- Directions for this task:
In the report on the Lindsay tribunal, when was HIV antibody testing of blood donations introduced in the Republic?
Passage provided section start
There was no reason why a system to trace what happened to blood infected by HIV should not have been introduced by mid-1986, a decade before its eventual implementation in Ireland, an American expert told the Lindsay tribunal yesterday.
Dr James AuBuchon, professor of pathology and medicine at the Dartmouth-Hitchcock Medical Centre, New Hampshire, said the "look-back" system of tracing was standard practice by 1986 in the US.
He said there was no reason why HIV testing should not have been introduced generally by April or May 1985.
HIV antibody testing of blood donations was introduced in the Republic in October 1985.
Although senior medical consultants compiled a list of HIV-positive donors for the Blood Transfusion Service in July 1987, the BTSB did not adopt a so-called "look-back" system until April 1993, and it was not formally initiated until September 1996.
The tribunal has already heard that a former nurse at St Luke's Hospital in Kilkenny, was infected with HIV through a blood transfusion from a "Donor A" in July 1985.
Another donation by "Donor A" in September 1986 tested positive for HIV, but the Kilkenny health worker was not informed.
She discovered for herself that she was HIV-positive in December 1996, ten years later.
Dr James AuBuchon, who agreed he was familiar with the history of the introduction of HIV testing in the USA, worked with the American Red Cross headquarters in the 1980s.
He told the tribunal that HIV testing kits were readily available shortly after the Food and Drug Administration licensed them in March 1985, and by May 1985 virtually all blood banks in the US would have used HIV testing.
About six weeks after its introduction, only tested units of blood were used, he said.
He noted concerns at the time about the reliability of the tests, but added, "the balance clearly swung to employing those tests as soon as possible."
He said a "look-back" system to trace what happened to the blood of donors found to be HIV-positive was introduced in 1986, and in general, most clinics were doing it by mid-1986.
Dr AuBuchon said the practice was to notify the most recent donation prior to the finding of HIV-positive status first, and usually, two donations were identified. Generally, the look-back went no further back than five years, the period for which hospital records had to be kept.
In answer to counsel for the tribunal, Mr Gerard Durcan SC, he said there was no reason why, as of May 1986, look-back should not have been standard practice.
Dr AuBuchon spoke of a "balancing exercise" in the decision to introduce HIV testing to all blood centres in the USA by summer 1985.
He said that while data now suggested that persons infected with HIV become infective themselves after a week, that infection might not show up in tests for four to six months. There was therefore a window period where testing could show a negative result for a HIV-positive individual.
That concern was coupled with what Dr AuBuchon called "the magnet effect", where people were drawn to donate blood, not because they wanted to give blood, but because they wanted to have a HIV test.
"It turned out not to be just a theoretical fear; it was a problem," he said. He cited one study where a quarter of donors who had denied risk factors in questionnaires prior to donating, admitting during counselling for HIV that they had donated primarily to be tested for the disease.
He said the problem had not gone away, nor had US concern about it diminished.
He agreed with counsel that the balance that had to be drawn in the US decision to introduce HIV testing in blood clinics was the risk of the magnet effect and the identification of HIV-positive donors if the test was introduced. The US judgment was "that the testing should be introduced as soon as possible," he concluded. The tribunal continues today.
Passage provided section end
Input data section start
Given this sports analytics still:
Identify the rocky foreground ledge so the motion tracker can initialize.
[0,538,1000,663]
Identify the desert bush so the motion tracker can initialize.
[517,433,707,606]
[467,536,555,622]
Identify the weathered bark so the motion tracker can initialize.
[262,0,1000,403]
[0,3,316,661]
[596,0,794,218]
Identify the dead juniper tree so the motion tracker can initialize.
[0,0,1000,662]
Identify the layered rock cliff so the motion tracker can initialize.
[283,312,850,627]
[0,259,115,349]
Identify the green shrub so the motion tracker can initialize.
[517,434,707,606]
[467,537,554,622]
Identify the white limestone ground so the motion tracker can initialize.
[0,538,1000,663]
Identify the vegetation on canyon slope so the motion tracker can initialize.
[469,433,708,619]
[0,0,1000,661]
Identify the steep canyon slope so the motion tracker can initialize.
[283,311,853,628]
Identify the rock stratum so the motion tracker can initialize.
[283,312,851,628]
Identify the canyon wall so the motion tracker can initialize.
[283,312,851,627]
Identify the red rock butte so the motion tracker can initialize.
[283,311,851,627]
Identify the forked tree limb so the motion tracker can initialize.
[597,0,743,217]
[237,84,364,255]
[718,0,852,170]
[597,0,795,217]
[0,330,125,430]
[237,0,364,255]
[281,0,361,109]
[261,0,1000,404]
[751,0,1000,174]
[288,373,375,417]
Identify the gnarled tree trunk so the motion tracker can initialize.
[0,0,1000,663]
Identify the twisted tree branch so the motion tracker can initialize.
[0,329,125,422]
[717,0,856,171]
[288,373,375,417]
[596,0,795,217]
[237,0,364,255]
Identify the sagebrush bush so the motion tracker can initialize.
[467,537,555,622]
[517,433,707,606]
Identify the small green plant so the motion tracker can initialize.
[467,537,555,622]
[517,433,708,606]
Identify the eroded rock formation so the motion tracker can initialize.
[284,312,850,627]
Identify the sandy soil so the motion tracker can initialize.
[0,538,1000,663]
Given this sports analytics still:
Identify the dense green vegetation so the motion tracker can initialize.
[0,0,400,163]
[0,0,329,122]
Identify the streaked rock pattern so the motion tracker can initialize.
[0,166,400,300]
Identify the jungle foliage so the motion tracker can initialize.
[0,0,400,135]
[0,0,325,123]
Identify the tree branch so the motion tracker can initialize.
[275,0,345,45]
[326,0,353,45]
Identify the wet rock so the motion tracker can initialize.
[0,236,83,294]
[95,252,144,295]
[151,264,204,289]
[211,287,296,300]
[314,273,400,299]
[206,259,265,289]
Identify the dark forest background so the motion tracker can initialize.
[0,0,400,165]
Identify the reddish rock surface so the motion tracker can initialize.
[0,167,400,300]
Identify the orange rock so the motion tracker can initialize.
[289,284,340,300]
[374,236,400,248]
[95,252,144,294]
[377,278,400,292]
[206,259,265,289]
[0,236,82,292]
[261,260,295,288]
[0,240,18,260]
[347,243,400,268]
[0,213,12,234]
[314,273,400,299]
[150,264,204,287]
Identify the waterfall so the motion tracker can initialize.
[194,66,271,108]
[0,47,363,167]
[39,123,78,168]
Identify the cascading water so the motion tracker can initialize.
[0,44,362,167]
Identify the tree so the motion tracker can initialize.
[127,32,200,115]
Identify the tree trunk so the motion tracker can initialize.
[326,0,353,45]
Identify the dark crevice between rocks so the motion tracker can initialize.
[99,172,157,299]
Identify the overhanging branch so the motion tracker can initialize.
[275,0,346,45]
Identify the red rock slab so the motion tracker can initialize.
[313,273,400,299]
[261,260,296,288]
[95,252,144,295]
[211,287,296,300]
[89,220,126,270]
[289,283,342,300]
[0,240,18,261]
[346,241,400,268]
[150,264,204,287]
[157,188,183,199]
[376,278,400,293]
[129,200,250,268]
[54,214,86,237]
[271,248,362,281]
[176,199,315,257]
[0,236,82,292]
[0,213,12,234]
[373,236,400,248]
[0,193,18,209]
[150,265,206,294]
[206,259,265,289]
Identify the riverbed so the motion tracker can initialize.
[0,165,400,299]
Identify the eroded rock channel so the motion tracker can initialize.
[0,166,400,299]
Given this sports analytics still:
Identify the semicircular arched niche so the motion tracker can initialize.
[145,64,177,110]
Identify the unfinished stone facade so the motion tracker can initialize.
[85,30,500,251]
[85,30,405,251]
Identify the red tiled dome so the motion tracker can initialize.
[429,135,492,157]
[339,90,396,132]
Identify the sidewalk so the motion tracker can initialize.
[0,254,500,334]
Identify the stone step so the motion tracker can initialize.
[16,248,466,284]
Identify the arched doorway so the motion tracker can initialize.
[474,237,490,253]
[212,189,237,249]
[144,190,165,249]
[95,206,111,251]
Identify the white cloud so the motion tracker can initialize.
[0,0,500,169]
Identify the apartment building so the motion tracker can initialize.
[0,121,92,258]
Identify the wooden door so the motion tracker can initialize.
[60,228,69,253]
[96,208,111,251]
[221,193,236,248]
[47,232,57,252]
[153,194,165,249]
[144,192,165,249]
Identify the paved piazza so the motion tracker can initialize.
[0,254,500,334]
Input data section end
- Exercise answer:
October 1985